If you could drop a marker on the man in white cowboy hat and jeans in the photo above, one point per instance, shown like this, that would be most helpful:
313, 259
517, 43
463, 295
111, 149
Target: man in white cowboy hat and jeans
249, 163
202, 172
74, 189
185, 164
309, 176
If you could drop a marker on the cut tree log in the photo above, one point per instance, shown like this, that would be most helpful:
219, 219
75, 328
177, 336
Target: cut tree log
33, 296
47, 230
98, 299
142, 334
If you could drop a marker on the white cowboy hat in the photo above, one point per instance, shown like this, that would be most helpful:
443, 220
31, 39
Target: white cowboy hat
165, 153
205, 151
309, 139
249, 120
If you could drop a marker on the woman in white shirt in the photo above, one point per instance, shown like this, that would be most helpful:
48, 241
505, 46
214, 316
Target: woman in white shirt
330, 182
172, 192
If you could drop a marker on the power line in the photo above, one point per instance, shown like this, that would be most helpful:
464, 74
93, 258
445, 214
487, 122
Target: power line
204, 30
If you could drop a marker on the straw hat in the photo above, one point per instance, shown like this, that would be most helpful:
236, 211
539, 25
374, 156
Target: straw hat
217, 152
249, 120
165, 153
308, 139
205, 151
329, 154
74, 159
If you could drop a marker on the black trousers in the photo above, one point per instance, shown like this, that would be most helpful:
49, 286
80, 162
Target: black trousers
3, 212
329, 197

• **WHAT THE TASK REQUIRES**
Change each "marker" in all of the lines above to "pin", and leave the rest untouched.

• **FULL OUTPUT**
If you could drop a pin on the man in white cowboy hat and jeans in the photo above, one point per instance, shown like this, that would be most helpful:
313, 259
517, 43
463, 295
111, 149
Target: man in white cowboy hat and jeans
249, 163
202, 172
74, 189
185, 164
309, 176
If you could drop a pin on the cut tree log in the photo above, one point per instance, shown like this, that would be most helpful:
219, 219
75, 328
177, 336
Target: cut tree log
33, 296
47, 230
98, 299
142, 334
If you could drop a pin on the white cowboy hat in the photo above, one point per instance, shown like this, that would be most helpful:
443, 220
31, 39
Target: white cowboy hat
165, 153
205, 151
309, 139
249, 120
If you could drop a pin on the woman in white shirt in the photo above, one point per instance, shown like this, that would be most helpful:
48, 241
505, 46
214, 316
Target: woman in white shirt
330, 182
172, 192
If you could drop a pin on the power line in the photo above, one point per instance, shown like this, that would be most helpful:
464, 74
93, 258
445, 214
487, 122
Target: power line
204, 30
If you could drop a pin on the straw hat in the photo above, one point per instance, shown like this, that would be most helpful:
236, 211
539, 25
374, 156
Target: straw hat
217, 152
249, 120
165, 153
308, 139
205, 151
329, 154
74, 159
If you could drop a pin on the black trousers in the photo above, one point per instance, shown like this, that would be most helpful:
49, 286
80, 162
Target: black trousers
3, 212
329, 197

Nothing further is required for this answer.